*Task objective:*
Your answer is the lines below, exactly, from the one that contains "Where is each instance of the snowbank" through the one that contains "Where is each instance of the bus windshield", both included.

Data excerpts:
▼▼▼

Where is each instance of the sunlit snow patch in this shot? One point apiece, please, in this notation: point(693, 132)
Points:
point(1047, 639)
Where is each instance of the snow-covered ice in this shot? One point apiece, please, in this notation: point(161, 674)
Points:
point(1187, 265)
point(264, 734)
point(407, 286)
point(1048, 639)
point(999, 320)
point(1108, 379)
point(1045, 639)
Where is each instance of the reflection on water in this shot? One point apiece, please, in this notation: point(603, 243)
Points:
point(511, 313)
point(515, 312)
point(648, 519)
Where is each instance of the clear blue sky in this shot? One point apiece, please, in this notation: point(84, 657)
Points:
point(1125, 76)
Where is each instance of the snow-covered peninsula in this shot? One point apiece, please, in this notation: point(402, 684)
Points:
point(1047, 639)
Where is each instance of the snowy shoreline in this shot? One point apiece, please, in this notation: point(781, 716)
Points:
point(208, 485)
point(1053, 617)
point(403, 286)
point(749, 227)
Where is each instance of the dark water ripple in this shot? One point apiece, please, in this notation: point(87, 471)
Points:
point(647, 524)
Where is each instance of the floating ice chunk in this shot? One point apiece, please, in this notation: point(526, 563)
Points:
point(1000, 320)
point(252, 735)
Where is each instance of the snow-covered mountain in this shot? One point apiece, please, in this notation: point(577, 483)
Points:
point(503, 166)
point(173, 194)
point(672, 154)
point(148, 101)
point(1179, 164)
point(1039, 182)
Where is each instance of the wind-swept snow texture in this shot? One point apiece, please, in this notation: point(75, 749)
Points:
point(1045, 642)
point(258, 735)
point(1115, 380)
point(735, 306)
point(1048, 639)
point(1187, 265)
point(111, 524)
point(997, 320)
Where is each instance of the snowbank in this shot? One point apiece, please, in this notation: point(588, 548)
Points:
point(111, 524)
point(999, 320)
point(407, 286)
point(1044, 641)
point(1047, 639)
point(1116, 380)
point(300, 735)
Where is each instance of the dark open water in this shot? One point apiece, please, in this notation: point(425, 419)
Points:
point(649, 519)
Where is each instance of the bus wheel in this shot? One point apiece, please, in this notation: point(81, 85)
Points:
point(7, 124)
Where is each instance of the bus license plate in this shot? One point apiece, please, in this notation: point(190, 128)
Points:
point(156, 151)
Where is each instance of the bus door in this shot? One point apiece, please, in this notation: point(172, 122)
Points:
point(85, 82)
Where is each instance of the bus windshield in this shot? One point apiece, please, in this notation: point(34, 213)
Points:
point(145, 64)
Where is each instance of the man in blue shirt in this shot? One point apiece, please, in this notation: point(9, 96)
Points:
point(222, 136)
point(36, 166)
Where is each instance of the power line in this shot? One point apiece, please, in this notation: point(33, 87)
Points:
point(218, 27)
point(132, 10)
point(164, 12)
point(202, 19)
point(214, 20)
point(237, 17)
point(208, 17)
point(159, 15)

▲▲▲

*Result below:*
Where is each instance of the snowbank in this shot? One point apiece, please, in this notation: point(588, 548)
Points:
point(111, 524)
point(999, 320)
point(407, 286)
point(1044, 641)
point(1047, 639)
point(1116, 380)
point(300, 735)
Where is each instance of the dark open water in this shot? One point apiece, please, in this notation: point(425, 419)
Points:
point(649, 519)
Where is each instance of the bus wheel in this shot? One point apiece, please, in this notation: point(81, 85)
Points:
point(7, 124)
Where is each instance of the bus license plate in this shot? One point apiece, please, in this notation: point(190, 128)
Points:
point(156, 151)
Where is each instance of the bus door in this shot? One point apiece, please, in this notation: point(172, 122)
Points:
point(85, 82)
Where is each instance of the bus windshield in this shot? One point apiece, please, in this notation: point(34, 213)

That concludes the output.